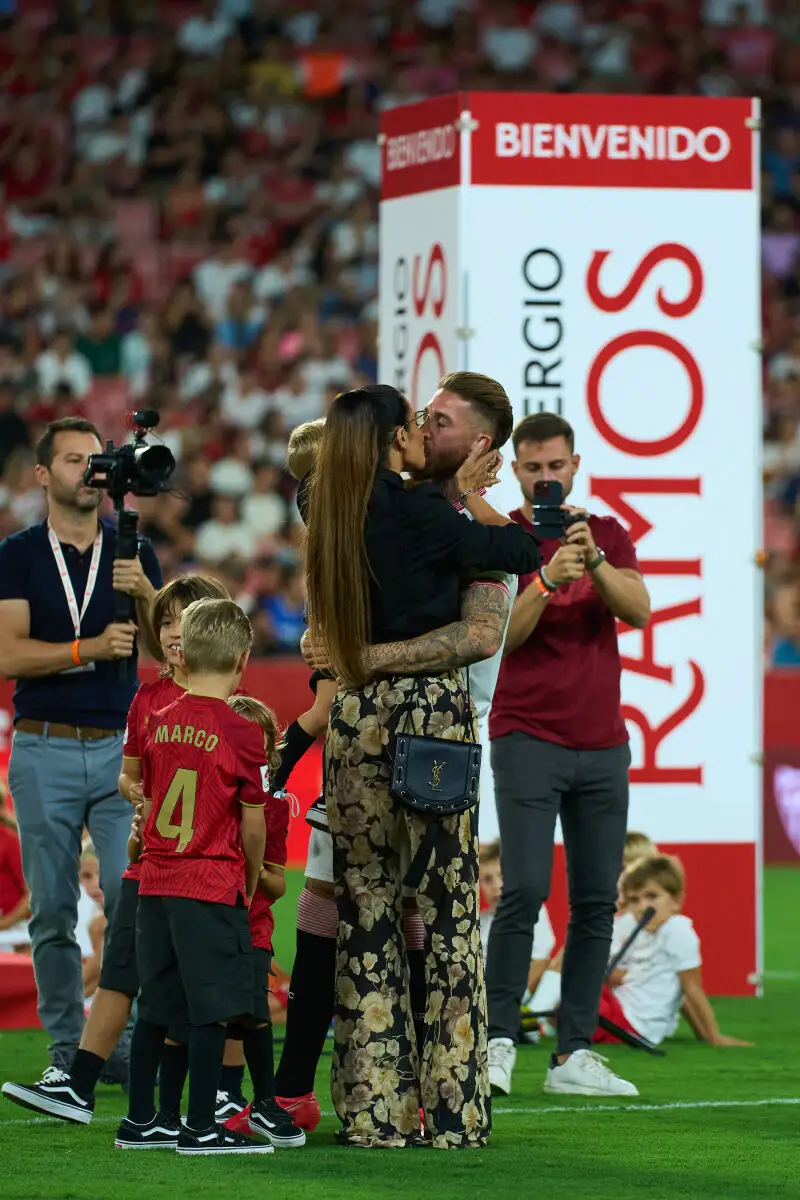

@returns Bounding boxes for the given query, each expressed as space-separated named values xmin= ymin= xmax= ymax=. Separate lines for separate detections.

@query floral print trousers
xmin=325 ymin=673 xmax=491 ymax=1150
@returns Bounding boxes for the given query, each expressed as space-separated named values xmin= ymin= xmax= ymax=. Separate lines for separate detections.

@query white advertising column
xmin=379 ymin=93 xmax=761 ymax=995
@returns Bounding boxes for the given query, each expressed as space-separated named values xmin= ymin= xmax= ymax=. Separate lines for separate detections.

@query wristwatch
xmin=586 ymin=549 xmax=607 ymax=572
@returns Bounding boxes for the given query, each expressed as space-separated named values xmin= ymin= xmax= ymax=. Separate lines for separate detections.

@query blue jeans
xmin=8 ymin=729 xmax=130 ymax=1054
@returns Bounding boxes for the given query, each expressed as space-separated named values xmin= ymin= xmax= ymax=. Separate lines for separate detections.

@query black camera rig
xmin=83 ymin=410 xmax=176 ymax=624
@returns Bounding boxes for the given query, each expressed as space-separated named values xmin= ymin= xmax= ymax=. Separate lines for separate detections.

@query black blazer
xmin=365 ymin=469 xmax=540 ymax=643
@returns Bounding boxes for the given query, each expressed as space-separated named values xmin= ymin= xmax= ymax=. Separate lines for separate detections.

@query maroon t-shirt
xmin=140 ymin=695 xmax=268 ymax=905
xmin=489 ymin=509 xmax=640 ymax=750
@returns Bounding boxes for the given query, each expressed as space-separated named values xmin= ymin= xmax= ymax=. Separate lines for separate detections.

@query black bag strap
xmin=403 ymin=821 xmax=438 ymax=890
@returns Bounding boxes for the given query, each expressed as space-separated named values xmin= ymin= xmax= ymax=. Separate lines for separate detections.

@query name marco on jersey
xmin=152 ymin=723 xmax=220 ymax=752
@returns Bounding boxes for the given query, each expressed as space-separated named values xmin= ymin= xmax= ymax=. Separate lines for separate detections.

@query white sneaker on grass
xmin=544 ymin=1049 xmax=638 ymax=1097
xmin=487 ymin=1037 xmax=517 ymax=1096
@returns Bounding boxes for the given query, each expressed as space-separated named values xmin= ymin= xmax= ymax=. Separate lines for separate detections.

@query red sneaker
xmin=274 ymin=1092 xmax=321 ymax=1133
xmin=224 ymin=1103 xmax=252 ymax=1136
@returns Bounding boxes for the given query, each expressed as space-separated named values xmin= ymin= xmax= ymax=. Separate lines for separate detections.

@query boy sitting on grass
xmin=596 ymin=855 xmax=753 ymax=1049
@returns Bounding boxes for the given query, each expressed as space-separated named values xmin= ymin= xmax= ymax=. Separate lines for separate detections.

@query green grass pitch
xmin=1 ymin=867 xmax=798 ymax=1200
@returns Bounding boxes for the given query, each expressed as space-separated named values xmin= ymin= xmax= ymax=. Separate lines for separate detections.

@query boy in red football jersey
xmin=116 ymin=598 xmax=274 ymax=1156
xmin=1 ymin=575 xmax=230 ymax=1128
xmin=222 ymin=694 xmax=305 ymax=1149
- - - - -
PROBLEM
The entries above are to be returned exactly, without their pictures.

YOUR RESPONSE
@returns Bounding boxes for the given query, each expressed as space-separated named values xmin= ymin= xmax= ymax=. Separate lines for separate detections.

@query floral print trousers
xmin=325 ymin=673 xmax=491 ymax=1150
@returns Bounding boxes for the given query, each expressed as space-separated named values xmin= ymin= xmax= ymax=. Separate lines for separate detections.

@query white advertising column
xmin=379 ymin=93 xmax=761 ymax=995
@returns Bounding boxes for the given query, each expressed as space-separated named values xmin= ymin= xmax= ymax=. Separate lines for separate detections.

@query wristwatch
xmin=586 ymin=549 xmax=607 ymax=572
@returns Bounding boxes for the given query, each expressed as space-separated named values xmin= ymin= xmax= ymax=. Separate lines for separate detections.

@query blue jeans
xmin=8 ymin=729 xmax=130 ymax=1054
@returns Bounding boxes for the given query, each expressed as space-separated named values xmin= ymin= xmax= ymax=. Separate lines for separate detections.

@query black camera rig
xmin=83 ymin=410 xmax=176 ymax=624
@returns Bounding boxes for the given query, each expressed as space-separated named values xmin= ymin= xmax= ymax=. Separate lines for separate detections.

@query black blazer
xmin=365 ymin=469 xmax=540 ymax=643
@returns Bounding boxes for the given query, each expressed as space-separated named values xmin= ymin= xmax= ymax=. Separate lines for separate detections.

@query maroon t-shirt
xmin=140 ymin=695 xmax=268 ymax=905
xmin=489 ymin=509 xmax=640 ymax=750
@returns Bounding boxes for the given query, each expressed as space-separated named values xmin= ymin= xmax= ymax=. Separate lines for separate detections.

@query black bag strap
xmin=403 ymin=821 xmax=438 ymax=890
@returns Bounding boxes for the given query, each expressed as space-separated named values xmin= ymin= xmax= ymax=. Separate lines for separate detections.

@query name marco on jersey
xmin=152 ymin=723 xmax=220 ymax=752
@returns Bounding boxes for the given query, each expressed as space-separated named values xmin= ymin= xmax= ymax=. Separate lines for separate detections.

@query white sneaker on grass
xmin=544 ymin=1049 xmax=638 ymax=1097
xmin=487 ymin=1037 xmax=517 ymax=1096
@returns Bounding boxes for the given query, each expressed as space-separated named values xmin= ymin= xmax= ymax=. Separate lines for separate detections.

@query red sneaker
xmin=274 ymin=1092 xmax=321 ymax=1133
xmin=224 ymin=1103 xmax=252 ymax=1136
@returns Bounding boxes for the given query, each expressed as space-separated named values xmin= ymin= xmax= ymax=. Separate lines for separate detections.

@query boy sitting on grass
xmin=596 ymin=855 xmax=753 ymax=1049
@returns Bounding boxes for the given query, each expressed as space-separated named values xmin= ymin= xmax= ymax=. Separate lines for separate detections.

@query green grass pitch
xmin=1 ymin=867 xmax=798 ymax=1200
@returns Bounding boxes for the given query, each expressed as space-separated named values xmin= ymin= xmax= ymax=. Separate lines for separate detections.

@query boy in red football jersey
xmin=116 ymin=598 xmax=274 ymax=1156
xmin=1 ymin=575 xmax=230 ymax=1128
xmin=222 ymin=694 xmax=305 ymax=1149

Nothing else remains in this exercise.